**DATA RECORDS**
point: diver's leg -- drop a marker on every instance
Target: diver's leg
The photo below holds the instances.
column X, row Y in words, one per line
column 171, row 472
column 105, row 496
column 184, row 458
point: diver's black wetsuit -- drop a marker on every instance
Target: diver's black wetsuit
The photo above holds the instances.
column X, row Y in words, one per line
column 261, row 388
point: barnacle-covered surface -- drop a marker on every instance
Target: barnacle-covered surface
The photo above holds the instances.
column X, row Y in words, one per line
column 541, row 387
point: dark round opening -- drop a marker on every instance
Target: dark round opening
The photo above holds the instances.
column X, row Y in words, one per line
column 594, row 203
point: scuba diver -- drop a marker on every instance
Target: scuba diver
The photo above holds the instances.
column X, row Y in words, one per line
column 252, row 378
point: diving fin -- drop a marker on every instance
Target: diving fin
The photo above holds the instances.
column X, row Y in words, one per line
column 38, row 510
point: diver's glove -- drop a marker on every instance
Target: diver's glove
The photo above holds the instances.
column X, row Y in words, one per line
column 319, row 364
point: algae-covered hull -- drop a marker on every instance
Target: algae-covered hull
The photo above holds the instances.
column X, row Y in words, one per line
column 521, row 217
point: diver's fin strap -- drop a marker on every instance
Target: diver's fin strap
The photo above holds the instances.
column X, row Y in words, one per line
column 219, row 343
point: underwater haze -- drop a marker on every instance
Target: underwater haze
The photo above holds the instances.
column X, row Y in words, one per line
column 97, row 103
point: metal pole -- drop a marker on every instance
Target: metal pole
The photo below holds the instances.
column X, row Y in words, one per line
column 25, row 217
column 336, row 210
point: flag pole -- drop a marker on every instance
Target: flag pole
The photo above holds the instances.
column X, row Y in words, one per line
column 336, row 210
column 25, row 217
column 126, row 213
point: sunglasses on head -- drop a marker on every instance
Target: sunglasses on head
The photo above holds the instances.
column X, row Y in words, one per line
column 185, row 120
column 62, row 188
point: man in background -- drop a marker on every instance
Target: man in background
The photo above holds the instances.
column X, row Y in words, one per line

**WHAT YOU ARE ASKED TO DO**
Exactly as they stand above, retype all of the records.

**THE COMPLETED TASK**
point: diver's leg -- drop a marker on every instance
Target: diver's leg
The photo below holds the instances.
column X, row Y in words, one per line
column 171, row 472
column 105, row 496
column 184, row 458
point: diver's black wetsuit -- drop a marker on every instance
Target: diver's black wetsuit
The photo above holds the instances.
column X, row Y in words, one per line
column 261, row 388
point: barnacle-covered surface -- drop a marker on every instance
Target: barnacle-covered surface
The photo above holds the instances.
column X, row Y in words, one per line
column 541, row 387
point: dark round opening -- drop a marker on every instance
Target: dark round opening
The photo above holds the instances.
column X, row Y in words, one per line
column 594, row 203
point: scuba diver -- drop a marker on every instance
Target: scuba diver
The photo above holds the instances.
column X, row Y in words, one per line
column 252, row 378
point: diving fin -- drop a marker on every instance
Target: diving fin
The photo above holds the instances.
column X, row Y in words, one per line
column 38, row 510
point: diver's glove -- drop a marker on every instance
Target: diver's glove
The photo above holds the instances.
column X, row Y in words, one per line
column 319, row 364
point: algae-covered hull -- drop a marker on every instance
Target: algae-covered hull
The photo above holds the instances.
column X, row Y in words, one per line
column 521, row 217
point: diver's fin strap -- drop a marker on every instance
Target: diver's fin strap
The photo above holds the instances.
column X, row Y in words, one per line
column 219, row 343
point: underwater haze -- drop a marker on every instance
Target: underwater haze
The photo above holds the instances.
column X, row Y in words, one per line
column 97, row 103
point: metal pole -- drop a marker on every instance
Target: metal pole
The photo below holds the instances.
column X, row Y in words, one per line
column 25, row 217
column 336, row 210
point: flag pole -- drop a marker on every instance
Target: flag pole
The photo above holds the instances.
column X, row Y in words, one per line
column 336, row 210
column 25, row 217
column 126, row 213
point: sunglasses on head -- drop a marker on every instance
Target: sunglasses on head
The photo above holds the instances.
column X, row Y in words, one per line
column 185, row 120
column 62, row 188
point: man in background -- drop a marker on every instance
Target: man in background
The photo above holds the instances.
column X, row Y in words, one per line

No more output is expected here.